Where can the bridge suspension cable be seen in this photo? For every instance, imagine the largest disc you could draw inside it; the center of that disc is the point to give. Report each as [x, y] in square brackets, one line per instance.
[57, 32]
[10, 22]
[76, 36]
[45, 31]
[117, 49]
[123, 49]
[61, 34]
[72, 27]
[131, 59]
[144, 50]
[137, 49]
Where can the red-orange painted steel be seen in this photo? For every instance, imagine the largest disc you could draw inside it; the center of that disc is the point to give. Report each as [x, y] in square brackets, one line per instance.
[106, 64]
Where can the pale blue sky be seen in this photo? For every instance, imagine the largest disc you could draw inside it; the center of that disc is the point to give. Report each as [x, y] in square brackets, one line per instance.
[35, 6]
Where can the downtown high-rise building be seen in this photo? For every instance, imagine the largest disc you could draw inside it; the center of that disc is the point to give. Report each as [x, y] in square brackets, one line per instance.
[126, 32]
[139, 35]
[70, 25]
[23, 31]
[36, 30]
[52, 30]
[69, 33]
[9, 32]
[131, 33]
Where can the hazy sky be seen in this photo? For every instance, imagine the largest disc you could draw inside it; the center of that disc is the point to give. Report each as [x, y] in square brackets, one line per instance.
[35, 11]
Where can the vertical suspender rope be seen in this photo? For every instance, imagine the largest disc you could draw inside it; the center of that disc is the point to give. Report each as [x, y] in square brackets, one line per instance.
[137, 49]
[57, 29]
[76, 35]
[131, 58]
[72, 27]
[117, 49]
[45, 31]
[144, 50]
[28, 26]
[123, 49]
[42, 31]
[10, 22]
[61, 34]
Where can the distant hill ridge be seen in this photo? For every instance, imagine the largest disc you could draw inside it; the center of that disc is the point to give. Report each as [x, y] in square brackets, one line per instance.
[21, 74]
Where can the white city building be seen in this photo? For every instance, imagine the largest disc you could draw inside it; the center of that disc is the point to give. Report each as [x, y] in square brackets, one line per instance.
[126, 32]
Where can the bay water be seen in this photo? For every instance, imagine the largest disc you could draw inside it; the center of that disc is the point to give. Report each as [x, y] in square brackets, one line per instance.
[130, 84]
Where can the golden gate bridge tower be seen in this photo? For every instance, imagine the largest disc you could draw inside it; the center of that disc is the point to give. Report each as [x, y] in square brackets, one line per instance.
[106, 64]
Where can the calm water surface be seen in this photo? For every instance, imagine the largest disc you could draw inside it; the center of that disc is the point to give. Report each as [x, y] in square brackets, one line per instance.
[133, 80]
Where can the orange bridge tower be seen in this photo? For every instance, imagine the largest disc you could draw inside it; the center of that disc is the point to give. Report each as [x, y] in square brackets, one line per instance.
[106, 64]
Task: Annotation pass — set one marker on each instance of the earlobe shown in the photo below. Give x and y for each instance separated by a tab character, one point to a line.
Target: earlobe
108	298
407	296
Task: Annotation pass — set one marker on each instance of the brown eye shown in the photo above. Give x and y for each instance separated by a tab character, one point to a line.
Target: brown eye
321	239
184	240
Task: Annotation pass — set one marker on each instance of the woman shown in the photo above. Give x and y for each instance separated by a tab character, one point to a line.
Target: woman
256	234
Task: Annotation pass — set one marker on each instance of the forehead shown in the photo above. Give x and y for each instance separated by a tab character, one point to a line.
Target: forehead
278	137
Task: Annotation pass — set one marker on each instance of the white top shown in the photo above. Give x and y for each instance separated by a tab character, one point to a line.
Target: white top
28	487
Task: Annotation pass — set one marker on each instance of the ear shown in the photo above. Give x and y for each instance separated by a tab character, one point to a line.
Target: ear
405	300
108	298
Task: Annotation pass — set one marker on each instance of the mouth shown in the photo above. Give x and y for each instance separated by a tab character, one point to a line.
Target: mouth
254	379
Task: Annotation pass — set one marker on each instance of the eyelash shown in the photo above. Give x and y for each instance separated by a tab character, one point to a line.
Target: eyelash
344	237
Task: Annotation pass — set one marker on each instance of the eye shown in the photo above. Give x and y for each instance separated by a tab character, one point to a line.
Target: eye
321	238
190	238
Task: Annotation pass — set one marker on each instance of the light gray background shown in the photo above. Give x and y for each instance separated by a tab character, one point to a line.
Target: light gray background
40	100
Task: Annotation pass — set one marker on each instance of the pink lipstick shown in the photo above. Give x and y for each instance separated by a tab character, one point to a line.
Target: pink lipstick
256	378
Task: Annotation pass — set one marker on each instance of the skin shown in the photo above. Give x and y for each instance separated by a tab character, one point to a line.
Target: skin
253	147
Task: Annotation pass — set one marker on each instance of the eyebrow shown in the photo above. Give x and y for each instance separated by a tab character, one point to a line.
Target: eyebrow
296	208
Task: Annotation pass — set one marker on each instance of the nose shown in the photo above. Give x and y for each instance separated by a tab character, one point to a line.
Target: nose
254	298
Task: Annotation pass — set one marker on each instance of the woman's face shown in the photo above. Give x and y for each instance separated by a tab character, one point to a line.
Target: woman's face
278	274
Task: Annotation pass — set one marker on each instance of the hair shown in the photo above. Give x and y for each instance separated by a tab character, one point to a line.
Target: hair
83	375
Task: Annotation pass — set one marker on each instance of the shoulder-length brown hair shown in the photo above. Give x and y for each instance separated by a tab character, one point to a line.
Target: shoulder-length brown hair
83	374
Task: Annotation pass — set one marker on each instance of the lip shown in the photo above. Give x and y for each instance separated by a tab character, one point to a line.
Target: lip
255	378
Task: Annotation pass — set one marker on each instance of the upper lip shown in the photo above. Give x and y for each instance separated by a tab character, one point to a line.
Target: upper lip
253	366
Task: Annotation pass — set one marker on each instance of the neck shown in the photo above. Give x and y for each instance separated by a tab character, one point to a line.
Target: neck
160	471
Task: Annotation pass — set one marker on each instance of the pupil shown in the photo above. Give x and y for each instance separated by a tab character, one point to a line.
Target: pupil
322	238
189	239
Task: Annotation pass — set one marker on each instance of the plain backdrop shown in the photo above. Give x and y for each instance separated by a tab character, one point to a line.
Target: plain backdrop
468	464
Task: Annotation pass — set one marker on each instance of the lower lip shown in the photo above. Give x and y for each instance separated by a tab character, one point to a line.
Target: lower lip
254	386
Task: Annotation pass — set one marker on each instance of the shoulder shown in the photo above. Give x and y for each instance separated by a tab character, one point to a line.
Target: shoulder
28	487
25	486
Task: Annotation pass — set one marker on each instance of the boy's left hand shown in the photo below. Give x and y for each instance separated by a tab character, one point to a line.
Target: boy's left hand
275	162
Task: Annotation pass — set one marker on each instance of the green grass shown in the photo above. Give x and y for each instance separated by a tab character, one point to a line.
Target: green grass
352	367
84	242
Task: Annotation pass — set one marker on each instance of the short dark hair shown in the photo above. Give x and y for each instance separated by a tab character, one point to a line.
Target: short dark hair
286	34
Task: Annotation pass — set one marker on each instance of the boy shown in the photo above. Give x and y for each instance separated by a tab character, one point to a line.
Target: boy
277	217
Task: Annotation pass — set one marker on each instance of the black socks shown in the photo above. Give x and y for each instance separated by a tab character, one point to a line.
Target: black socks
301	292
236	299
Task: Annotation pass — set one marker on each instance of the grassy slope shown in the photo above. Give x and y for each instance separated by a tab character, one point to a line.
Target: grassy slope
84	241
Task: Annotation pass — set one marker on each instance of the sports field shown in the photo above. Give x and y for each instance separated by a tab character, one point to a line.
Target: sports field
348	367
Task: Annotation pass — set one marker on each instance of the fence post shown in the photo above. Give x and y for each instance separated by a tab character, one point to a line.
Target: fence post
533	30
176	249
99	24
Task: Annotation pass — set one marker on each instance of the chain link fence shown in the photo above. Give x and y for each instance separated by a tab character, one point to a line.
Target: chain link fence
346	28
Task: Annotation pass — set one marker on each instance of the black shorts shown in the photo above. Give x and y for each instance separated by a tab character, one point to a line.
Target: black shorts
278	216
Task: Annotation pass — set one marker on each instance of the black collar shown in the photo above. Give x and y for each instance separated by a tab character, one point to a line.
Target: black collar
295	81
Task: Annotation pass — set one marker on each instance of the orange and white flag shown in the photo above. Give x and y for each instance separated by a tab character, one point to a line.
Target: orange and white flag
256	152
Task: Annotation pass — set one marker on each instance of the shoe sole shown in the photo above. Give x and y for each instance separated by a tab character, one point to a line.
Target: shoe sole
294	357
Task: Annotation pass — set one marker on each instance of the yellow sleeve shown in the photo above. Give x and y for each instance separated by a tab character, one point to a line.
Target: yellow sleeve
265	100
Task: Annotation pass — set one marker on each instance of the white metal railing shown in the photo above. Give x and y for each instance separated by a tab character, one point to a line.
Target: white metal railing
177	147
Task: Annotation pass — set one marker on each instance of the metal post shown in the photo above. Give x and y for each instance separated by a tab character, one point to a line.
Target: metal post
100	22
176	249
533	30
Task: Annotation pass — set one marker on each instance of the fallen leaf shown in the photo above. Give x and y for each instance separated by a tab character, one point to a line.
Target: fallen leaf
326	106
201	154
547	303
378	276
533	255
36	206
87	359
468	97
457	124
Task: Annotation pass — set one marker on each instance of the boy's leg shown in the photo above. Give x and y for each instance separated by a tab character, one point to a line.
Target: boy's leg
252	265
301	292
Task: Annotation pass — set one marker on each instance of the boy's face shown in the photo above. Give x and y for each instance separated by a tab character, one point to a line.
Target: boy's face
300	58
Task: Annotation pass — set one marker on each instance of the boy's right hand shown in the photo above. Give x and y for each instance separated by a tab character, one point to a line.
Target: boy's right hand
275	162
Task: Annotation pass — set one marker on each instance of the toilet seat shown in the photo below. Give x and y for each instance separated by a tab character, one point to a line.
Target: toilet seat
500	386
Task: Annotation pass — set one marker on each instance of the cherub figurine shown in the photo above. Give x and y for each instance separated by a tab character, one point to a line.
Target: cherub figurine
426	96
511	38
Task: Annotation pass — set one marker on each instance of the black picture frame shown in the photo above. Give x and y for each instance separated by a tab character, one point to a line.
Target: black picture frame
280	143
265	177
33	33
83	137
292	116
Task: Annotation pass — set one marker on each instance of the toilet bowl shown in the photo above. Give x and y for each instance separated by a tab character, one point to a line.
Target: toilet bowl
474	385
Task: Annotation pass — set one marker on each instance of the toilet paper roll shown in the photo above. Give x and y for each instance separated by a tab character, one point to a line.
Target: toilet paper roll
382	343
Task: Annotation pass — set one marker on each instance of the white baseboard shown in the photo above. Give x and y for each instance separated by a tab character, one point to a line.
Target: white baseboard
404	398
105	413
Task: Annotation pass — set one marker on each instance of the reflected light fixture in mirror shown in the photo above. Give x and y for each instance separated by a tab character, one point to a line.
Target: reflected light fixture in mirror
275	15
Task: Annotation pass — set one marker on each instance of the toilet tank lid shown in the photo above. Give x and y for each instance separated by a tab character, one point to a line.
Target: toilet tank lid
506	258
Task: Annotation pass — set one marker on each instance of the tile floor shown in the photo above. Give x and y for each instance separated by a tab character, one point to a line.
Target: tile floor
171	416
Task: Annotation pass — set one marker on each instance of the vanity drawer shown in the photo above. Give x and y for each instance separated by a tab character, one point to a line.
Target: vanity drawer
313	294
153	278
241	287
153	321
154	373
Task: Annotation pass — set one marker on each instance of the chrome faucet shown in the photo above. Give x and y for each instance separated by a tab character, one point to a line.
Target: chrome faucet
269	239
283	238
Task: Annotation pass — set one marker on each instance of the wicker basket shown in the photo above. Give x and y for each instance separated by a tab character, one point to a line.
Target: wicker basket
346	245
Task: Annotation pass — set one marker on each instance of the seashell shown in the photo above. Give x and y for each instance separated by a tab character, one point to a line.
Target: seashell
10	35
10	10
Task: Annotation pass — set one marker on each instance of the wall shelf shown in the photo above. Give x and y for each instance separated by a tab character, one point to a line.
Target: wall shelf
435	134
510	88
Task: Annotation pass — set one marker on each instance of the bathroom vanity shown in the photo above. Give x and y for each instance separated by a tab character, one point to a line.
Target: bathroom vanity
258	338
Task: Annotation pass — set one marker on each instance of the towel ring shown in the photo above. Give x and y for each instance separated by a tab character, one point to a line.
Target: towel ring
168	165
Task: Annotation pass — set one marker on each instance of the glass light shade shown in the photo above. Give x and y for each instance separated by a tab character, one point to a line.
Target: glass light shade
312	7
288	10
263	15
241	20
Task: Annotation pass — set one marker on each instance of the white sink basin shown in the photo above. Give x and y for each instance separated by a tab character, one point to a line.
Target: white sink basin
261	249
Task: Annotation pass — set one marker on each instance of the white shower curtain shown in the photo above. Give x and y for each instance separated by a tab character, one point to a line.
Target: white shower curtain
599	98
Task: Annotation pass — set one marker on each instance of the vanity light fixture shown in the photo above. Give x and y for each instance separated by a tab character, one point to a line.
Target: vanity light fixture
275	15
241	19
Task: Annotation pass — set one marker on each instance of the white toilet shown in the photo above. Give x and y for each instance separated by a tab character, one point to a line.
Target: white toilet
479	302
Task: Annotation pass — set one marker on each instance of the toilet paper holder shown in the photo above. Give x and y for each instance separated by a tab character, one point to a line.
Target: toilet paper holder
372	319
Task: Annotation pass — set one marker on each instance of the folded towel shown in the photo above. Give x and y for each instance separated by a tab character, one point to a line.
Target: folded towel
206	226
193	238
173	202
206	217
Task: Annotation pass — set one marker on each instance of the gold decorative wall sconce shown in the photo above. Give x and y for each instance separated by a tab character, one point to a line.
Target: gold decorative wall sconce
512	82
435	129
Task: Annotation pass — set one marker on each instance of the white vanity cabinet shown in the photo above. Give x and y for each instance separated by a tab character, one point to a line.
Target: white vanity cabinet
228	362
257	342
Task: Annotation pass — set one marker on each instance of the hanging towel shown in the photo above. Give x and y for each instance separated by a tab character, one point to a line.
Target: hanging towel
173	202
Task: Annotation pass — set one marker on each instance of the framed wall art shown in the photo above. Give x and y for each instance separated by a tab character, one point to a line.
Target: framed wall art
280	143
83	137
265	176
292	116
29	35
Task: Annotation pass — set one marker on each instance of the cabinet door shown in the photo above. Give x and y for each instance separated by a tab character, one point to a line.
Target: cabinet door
□ □ □
§ **Directions**
Within the material above, extract exactly the lines that start at the line containing "Target: white toilet" and stop after the line containing "the white vanity", and only those.

§ **Worked solution**
Target: white toilet
479	302
Task: Annotation pass — set one marker on each instance of the toilet paper holder shown in the photo above. Give x and y for each instance separated by a tab character, one point to a line.
Target: toilet paper holder
372	319
Task: Annotation pass — set one marker on each instance of the folded towel shown in the photo above. Give x and y for each instance separated by a tab character, one point to a line.
Target: folded towel
206	226
193	238
173	202
206	217
Task: Annotation pass — set one marker on each instance of the gold decorative wall sconce shown in the photo above. Give x and y for each instance separated by a tab character, one point to a line.
Target: gold decorative wall sconce
512	82
435	129
Task: Annotation pass — set one marker on each instance of the white vanity cabinet shown in the photo above. Give x and y for each instance separated by a tab character, one point to a line.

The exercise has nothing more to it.